** Passage given **
The pursuer, however, maintains, as I have said, that Mr Baird did not explain to her that in purchasing the property on the footing she did she undertook personal liability for the bonds. Mr Baird says that he did.
Now it is the evidence of both the pursuer and Mr Baird that the latter read over and explained to the pursuer the deeds which she signed. These were (1) the second bond for £220 granted by the pursuer to Mr Baird, and (2) the disposition by the seller in favour of the pursuer which contained, in gremio, a clause, conform to section 47 of the Conveyancing Act of 1874, whereby the pursuer undertook personal liability under the first bond for £1080. Now as Mr Baird was acting in perfect good faith it seems to me quite clear that his motive in reading over and explaining the deeds must have been, as he says, that the pursuer might understand clearly what she was doing. The pursuer did not ask him for any additional explanations, and she appeared to him to fully understand the purport of the transactions. If she did not, I do not think that was his fault. It may perhaps be that the pursuer being convinced in her own mind that Mr Baird was doing his best for her lent an inattentive ear to the terms of the deeds and his explanations, while appearing to be quite satisfied and asking no questions. I cannot, however, think that Mr Baird can be responsible for this, if he gave such explanations as were calculated to inform the mind of any intelligent person paying the attention to them which he was entitled to expect would be given. He depones that he was satisfied that the pursuer understood what she was doing. And I believe that he is speaking the truth.
On the whole matter I am of opinion that the pursuer has not shown that the defender Mr Baird was guilty of any breach of professional duty towards her in connection with her investment, which has proved unfortunate through causes for which he is not responsible, and that accordingly the defenders are entitled to absolvitor.”

** What is asked **
From the court opinion above, list every party to the lawsuit or the property purchase that it mentions.

Point annotation dataset entries:

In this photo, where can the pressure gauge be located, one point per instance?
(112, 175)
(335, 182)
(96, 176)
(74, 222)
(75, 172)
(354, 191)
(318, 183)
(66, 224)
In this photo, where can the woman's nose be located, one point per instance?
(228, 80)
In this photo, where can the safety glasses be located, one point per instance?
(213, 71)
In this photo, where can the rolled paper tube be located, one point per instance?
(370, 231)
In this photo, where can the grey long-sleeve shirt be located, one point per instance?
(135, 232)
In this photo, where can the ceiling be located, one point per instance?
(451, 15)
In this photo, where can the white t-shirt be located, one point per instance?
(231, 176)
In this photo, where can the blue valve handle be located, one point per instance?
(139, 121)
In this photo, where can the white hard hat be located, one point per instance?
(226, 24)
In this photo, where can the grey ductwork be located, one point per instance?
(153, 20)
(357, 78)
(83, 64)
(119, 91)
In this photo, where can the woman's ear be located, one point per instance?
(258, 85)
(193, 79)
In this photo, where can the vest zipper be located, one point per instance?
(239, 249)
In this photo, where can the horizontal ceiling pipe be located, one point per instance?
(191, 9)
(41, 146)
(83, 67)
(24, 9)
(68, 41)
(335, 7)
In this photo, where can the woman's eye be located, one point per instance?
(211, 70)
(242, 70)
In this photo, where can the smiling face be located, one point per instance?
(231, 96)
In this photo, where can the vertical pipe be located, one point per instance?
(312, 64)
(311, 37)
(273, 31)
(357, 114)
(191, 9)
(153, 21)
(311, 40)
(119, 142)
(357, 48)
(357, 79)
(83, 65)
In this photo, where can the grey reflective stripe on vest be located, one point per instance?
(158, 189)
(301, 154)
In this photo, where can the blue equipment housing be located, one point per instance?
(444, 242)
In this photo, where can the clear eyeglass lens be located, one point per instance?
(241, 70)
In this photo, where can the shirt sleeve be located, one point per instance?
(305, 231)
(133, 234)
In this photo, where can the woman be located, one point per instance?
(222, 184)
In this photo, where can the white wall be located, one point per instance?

** Correct response **
- The pursuer
- Mr Baird (also called the defender)
- The seller
- The defenders